*WRITTEN INSTRUCTION*.
Please gather every line in the listing below that contains the word "task", and copy each line unchanged.
----
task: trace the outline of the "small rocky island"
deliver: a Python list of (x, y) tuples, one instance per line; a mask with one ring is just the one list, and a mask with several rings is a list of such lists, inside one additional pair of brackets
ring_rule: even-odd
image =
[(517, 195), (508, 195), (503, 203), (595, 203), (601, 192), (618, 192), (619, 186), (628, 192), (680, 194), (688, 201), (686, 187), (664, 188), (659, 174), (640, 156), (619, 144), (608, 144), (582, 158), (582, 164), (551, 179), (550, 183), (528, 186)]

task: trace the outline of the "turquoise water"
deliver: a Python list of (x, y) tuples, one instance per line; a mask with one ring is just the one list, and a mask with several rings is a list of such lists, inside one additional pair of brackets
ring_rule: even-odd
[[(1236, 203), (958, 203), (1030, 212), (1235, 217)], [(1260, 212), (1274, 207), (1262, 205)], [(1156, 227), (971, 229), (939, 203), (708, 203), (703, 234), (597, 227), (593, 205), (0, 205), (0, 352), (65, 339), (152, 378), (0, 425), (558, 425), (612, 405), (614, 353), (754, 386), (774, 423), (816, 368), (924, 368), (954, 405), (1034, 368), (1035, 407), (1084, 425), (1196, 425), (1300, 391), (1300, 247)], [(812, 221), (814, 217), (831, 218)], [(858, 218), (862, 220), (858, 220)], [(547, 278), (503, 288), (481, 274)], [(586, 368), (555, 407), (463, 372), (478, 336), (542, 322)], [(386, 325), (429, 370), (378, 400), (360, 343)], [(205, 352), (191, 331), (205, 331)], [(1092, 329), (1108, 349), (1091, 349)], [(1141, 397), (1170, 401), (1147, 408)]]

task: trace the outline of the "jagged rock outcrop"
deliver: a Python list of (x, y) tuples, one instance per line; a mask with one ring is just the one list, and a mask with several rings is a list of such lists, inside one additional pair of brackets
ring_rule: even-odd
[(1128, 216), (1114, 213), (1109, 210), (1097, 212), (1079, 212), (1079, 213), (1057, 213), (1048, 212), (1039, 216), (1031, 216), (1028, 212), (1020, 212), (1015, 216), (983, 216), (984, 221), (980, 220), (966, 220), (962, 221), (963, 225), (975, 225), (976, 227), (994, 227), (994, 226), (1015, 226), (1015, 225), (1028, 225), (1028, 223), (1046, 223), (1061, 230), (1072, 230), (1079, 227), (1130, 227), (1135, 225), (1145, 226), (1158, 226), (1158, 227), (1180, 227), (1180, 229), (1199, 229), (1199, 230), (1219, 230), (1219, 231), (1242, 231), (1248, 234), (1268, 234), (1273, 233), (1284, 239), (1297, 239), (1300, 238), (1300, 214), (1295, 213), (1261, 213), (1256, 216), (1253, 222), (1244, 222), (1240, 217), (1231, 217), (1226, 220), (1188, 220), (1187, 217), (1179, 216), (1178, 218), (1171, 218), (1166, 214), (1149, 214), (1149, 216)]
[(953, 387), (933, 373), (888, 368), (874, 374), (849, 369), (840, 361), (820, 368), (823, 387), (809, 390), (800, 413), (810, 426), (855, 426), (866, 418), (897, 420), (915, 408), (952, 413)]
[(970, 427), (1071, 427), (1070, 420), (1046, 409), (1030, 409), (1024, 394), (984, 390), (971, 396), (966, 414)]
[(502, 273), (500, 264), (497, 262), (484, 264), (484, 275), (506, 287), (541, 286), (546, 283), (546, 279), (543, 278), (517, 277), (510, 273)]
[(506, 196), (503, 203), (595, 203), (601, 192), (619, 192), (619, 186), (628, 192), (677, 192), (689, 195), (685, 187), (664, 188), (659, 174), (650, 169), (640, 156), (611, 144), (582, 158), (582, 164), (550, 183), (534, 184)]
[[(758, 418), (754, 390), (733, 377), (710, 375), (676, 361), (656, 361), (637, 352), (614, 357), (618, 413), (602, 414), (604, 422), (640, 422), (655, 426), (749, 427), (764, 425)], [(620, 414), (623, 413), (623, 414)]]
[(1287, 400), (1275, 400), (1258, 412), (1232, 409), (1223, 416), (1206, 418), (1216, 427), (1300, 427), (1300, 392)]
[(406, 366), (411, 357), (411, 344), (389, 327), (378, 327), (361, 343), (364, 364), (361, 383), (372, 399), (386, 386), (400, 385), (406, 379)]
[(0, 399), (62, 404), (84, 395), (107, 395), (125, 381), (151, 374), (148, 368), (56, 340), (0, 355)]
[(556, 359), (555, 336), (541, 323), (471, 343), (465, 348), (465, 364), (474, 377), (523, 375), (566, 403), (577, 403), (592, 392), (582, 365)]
----
*FULL SOLUTION*.
task: trace the outline of the "small rocky island"
task: trace the outline of the "turquoise water"
task: trace the outline of the "jagged rock outcrop"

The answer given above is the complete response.